++++ Data section

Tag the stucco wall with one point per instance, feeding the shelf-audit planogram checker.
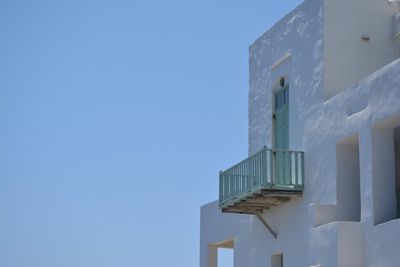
(294, 48)
(347, 57)
(311, 229)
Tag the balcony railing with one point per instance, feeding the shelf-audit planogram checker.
(269, 169)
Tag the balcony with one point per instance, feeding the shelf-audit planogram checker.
(265, 179)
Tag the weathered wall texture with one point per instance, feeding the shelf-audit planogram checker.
(355, 124)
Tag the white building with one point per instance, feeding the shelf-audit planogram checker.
(324, 82)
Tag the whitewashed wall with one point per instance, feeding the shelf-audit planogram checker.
(318, 228)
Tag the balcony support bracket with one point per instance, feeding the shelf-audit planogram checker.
(273, 233)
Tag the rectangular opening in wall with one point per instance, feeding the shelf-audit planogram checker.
(386, 171)
(277, 260)
(348, 179)
(397, 166)
(225, 257)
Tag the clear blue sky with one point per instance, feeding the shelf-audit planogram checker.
(116, 117)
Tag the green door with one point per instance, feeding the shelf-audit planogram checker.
(281, 134)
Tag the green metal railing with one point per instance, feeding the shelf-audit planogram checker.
(267, 169)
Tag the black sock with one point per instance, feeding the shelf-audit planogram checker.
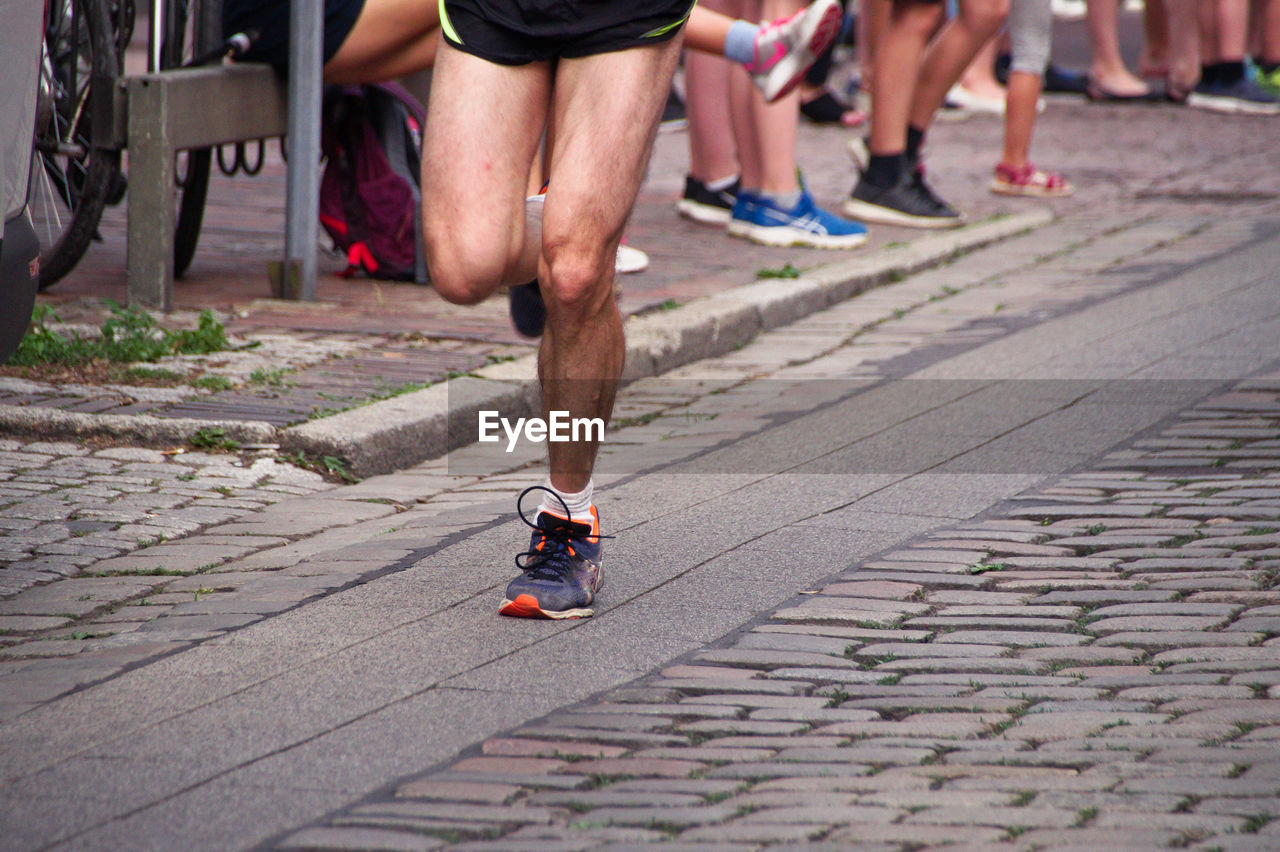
(885, 169)
(1230, 73)
(914, 142)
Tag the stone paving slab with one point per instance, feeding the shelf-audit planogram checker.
(362, 755)
(1112, 756)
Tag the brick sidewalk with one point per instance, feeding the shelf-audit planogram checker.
(1089, 665)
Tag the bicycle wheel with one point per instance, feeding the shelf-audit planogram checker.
(187, 36)
(73, 174)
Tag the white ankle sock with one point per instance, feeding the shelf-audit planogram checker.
(579, 504)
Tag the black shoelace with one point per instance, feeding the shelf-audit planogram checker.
(549, 560)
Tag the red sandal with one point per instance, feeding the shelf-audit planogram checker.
(1029, 181)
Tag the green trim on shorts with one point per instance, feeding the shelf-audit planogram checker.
(653, 33)
(447, 26)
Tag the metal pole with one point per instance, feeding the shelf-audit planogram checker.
(156, 45)
(302, 195)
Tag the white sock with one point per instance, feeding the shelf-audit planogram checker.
(723, 183)
(579, 504)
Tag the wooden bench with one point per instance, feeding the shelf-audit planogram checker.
(172, 111)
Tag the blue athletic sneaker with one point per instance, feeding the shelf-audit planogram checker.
(561, 568)
(807, 224)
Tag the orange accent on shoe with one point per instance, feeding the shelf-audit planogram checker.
(524, 607)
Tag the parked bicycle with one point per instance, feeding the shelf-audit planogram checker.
(80, 131)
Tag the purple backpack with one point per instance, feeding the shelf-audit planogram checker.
(370, 198)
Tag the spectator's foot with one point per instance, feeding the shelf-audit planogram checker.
(1029, 181)
(785, 49)
(630, 259)
(704, 205)
(1243, 97)
(826, 108)
(562, 568)
(977, 102)
(762, 220)
(1116, 88)
(908, 202)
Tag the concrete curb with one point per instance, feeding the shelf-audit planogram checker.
(51, 424)
(393, 434)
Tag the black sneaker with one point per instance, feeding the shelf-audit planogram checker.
(708, 206)
(561, 568)
(908, 202)
(526, 308)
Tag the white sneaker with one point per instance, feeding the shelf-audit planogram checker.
(630, 260)
(785, 49)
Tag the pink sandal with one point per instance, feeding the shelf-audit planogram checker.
(1029, 181)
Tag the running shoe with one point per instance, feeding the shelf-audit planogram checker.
(760, 220)
(787, 47)
(708, 206)
(1270, 83)
(561, 569)
(1244, 97)
(908, 202)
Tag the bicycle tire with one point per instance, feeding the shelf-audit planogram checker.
(187, 35)
(74, 174)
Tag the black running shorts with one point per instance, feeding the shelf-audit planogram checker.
(516, 32)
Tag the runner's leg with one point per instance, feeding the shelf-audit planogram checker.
(606, 114)
(484, 123)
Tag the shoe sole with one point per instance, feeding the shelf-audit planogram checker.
(786, 237)
(703, 214)
(814, 44)
(528, 607)
(1028, 192)
(864, 211)
(1230, 105)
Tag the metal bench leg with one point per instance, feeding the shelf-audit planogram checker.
(151, 197)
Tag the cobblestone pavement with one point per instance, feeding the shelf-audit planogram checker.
(1092, 665)
(124, 528)
(344, 639)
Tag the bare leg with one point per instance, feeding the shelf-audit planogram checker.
(707, 30)
(1020, 117)
(1232, 18)
(1107, 69)
(950, 51)
(474, 196)
(1184, 55)
(391, 39)
(712, 152)
(872, 21)
(607, 110)
(979, 76)
(1153, 59)
(897, 67)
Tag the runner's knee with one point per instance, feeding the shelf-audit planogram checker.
(577, 279)
(462, 278)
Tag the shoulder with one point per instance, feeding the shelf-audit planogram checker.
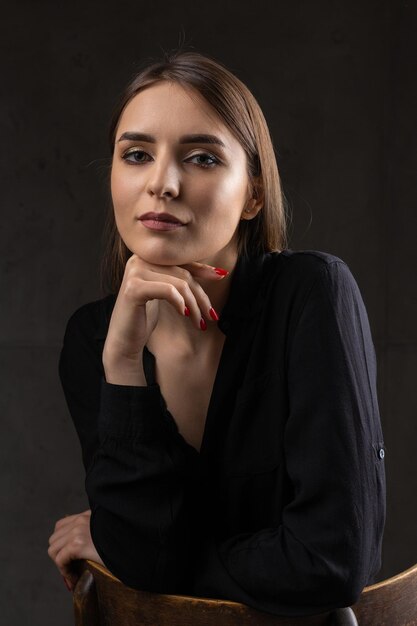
(302, 269)
(322, 280)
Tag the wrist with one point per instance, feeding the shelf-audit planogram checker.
(127, 372)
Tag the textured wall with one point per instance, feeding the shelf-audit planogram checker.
(337, 84)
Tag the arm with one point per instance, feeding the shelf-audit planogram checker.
(328, 545)
(322, 554)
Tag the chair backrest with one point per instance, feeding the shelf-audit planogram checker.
(101, 599)
(391, 602)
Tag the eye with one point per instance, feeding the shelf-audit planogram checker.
(203, 159)
(136, 156)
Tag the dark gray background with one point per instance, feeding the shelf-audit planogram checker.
(336, 80)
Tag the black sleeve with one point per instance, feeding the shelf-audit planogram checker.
(329, 543)
(142, 480)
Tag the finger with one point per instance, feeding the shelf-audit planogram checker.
(202, 270)
(193, 295)
(69, 519)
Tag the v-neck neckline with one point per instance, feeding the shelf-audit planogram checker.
(149, 366)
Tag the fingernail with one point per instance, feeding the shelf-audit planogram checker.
(213, 315)
(220, 272)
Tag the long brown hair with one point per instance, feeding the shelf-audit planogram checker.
(235, 105)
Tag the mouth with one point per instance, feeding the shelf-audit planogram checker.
(160, 221)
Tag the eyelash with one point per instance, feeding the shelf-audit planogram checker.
(135, 151)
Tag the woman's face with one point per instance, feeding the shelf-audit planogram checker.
(179, 179)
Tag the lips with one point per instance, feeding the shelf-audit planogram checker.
(160, 221)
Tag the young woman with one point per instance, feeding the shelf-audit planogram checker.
(224, 393)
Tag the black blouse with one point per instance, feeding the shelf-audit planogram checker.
(283, 508)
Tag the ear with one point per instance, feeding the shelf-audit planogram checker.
(255, 202)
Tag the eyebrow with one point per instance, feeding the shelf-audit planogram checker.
(196, 138)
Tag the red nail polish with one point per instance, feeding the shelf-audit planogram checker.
(220, 271)
(213, 315)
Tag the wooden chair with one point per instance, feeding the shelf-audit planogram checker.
(100, 599)
(391, 602)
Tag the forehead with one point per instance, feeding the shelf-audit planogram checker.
(169, 107)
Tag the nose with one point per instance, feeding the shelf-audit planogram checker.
(163, 180)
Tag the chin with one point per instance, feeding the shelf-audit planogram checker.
(158, 257)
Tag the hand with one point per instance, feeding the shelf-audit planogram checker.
(135, 316)
(71, 541)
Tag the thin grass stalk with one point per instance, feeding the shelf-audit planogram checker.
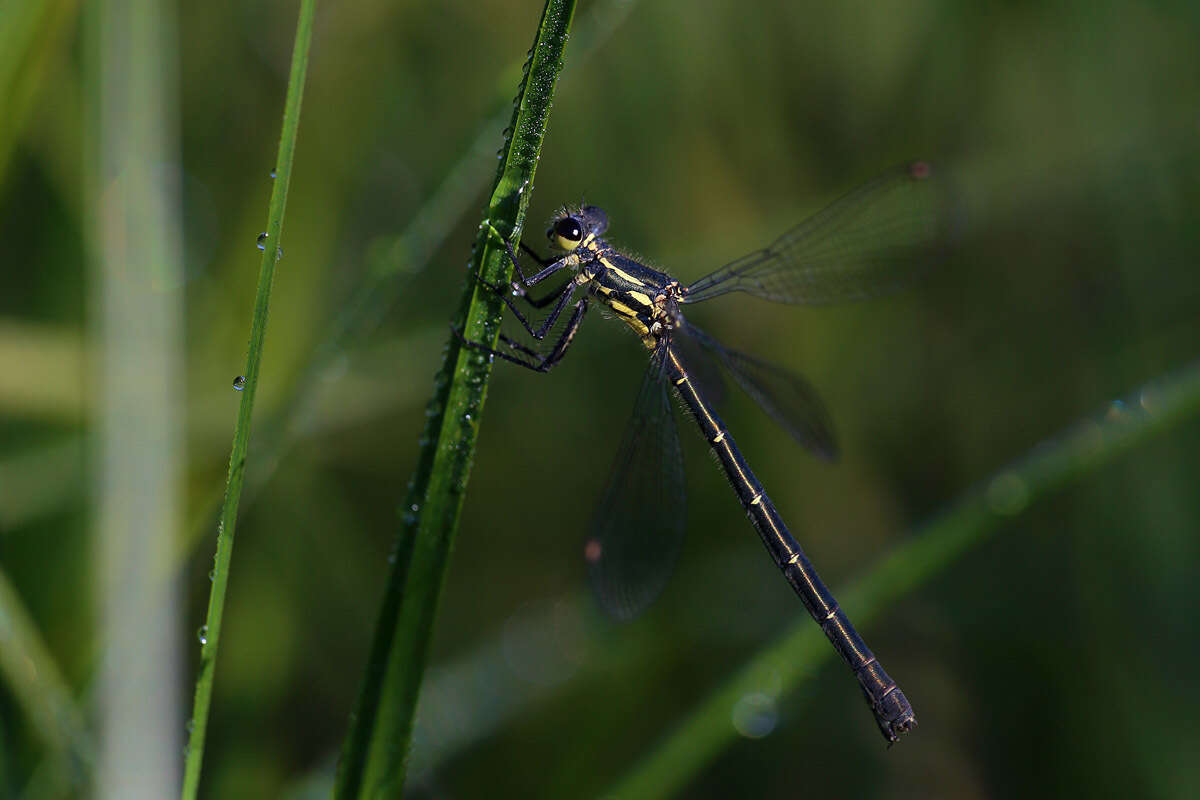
(210, 633)
(375, 753)
(137, 322)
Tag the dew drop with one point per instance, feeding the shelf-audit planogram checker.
(755, 715)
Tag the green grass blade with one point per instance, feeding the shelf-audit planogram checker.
(376, 747)
(211, 630)
(33, 35)
(1081, 450)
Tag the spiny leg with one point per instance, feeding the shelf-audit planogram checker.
(538, 361)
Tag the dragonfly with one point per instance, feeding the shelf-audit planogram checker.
(876, 239)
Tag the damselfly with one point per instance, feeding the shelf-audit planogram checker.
(875, 239)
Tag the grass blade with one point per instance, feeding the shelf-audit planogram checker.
(376, 747)
(136, 248)
(1091, 444)
(211, 631)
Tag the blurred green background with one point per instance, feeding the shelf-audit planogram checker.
(1055, 659)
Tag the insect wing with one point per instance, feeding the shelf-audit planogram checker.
(790, 400)
(639, 525)
(871, 241)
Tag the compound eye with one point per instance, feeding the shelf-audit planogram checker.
(568, 233)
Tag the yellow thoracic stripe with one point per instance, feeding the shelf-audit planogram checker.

++++++++

**Do this**
Rewrite the part of the records that opens with the line containing "Tag the damselfly" and closes with the last line of the records, putting "blade of grass" in place of "grass blade" and leaving everything else unchanged.

**Expected answer**
Tag the damselfly with one point per instance, feeding the shelf-audit planogram checker.
(875, 239)
Tag the blade of grass with one point per instance, feeding the shelf-audit planogram checker.
(376, 747)
(136, 248)
(1091, 444)
(211, 631)
Tag the blurred green background with one point per instance, feeding the shelf-audit planogram checker.
(1055, 659)
Tag the insect wing with one point per instance, feeding the shelf-audit planogram checker.
(790, 400)
(639, 525)
(871, 241)
Tag the compound eye with one point per instance, feeding the shelf-audit planogram checker.
(568, 233)
Tag the yellow thoracic stripe with one point per instance, feeding the shelf-audit planogram checker.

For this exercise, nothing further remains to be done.